Aim. Print the listing in its entirety and exactly, leaving out images.

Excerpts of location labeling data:

"""

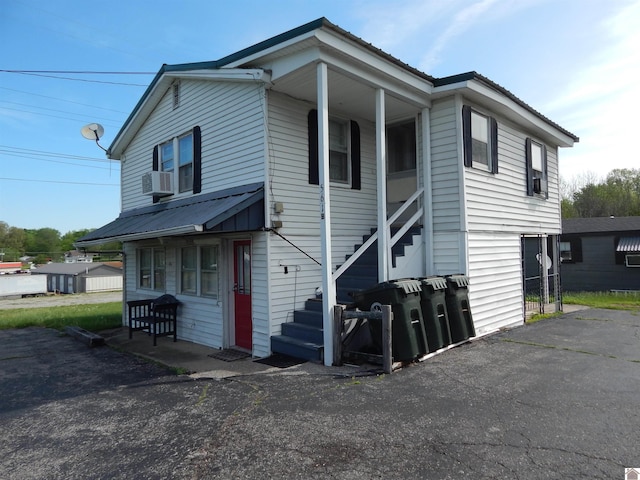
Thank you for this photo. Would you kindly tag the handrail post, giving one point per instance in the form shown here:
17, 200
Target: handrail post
387, 339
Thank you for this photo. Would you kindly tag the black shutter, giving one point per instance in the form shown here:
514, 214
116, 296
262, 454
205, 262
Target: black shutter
197, 160
355, 156
544, 171
527, 155
312, 120
155, 167
494, 144
466, 136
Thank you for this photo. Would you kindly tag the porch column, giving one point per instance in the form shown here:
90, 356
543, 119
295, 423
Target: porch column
328, 284
384, 237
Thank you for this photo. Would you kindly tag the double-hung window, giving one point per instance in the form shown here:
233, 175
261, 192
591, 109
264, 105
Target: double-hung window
536, 158
480, 138
183, 147
182, 156
151, 268
199, 270
338, 151
344, 151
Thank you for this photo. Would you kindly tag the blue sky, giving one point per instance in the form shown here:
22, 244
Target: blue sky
576, 61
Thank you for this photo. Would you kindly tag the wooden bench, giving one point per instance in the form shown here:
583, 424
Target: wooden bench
157, 316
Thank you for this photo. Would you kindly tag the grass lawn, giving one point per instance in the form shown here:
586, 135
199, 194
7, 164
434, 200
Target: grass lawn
610, 300
92, 317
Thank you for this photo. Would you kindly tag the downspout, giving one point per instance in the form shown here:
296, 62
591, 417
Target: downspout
328, 284
463, 239
427, 196
381, 166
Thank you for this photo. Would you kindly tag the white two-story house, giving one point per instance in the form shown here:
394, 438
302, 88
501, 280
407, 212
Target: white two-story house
248, 181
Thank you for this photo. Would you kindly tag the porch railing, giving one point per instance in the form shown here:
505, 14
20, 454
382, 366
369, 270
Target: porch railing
394, 239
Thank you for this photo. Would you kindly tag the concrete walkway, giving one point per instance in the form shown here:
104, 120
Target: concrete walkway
554, 399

"""

Response for this exercise.
Thank you for this photo. Would you kindly tag the handrail post, giving one point per instance in the form shown here:
17, 200
Target: handrail post
387, 339
Thank you for this photo. Would you kindly tag the black shutter, giving one point per instance in the form shown here:
514, 214
116, 296
262, 454
205, 262
Target: black shutter
197, 160
355, 156
544, 171
527, 155
312, 120
155, 167
494, 144
466, 136
Thank you for this photo. Would you kindly tag the porch column, giving one point per instance in the form shown here:
90, 356
543, 119
295, 423
Target: porch column
328, 284
384, 237
Thank you for this photo. Would you kindly tag the double-hung window, giving one point per instance in the form shown here:
233, 175
261, 192
591, 109
264, 105
Target: double-hung window
536, 158
480, 138
183, 147
182, 156
151, 268
199, 270
338, 151
344, 151
Thank you for this photo. Would you kindly tag the blue sky, giving one point per instance in the form shown here:
22, 244
Target: blue sky
576, 61
Thank you for this photo. Would you kindly tag the wooden bench, giving one point per instance in the form shown here:
583, 424
Target: wooden bench
157, 316
Thank you for this photo. Would you kindly tag the grass lawn, giving one point per instance in the form shown here:
586, 135
199, 194
7, 164
434, 200
Target: grass lawn
610, 300
92, 317
Thank you for this photo. Would you kindly tag the downspout, giving one point per instance in the form shown here:
296, 62
591, 417
Target: downspout
328, 284
463, 239
427, 196
381, 166
Thank you for this photo. Would you kindly tag the white two-story house, giving one point per instance in the form shown here:
394, 438
302, 88
501, 280
407, 212
Target: white two-story house
248, 181
Thank you for this photo. Would you kindly tag the porch railing, giving one point per instance in the form shown here:
505, 14
20, 454
382, 366
369, 270
Target: porch railing
394, 239
Thank you for this photo. Would you kindly tag the concrete walkway, giving one point per instance in the form shown here:
104, 120
Target: concrete walkway
554, 399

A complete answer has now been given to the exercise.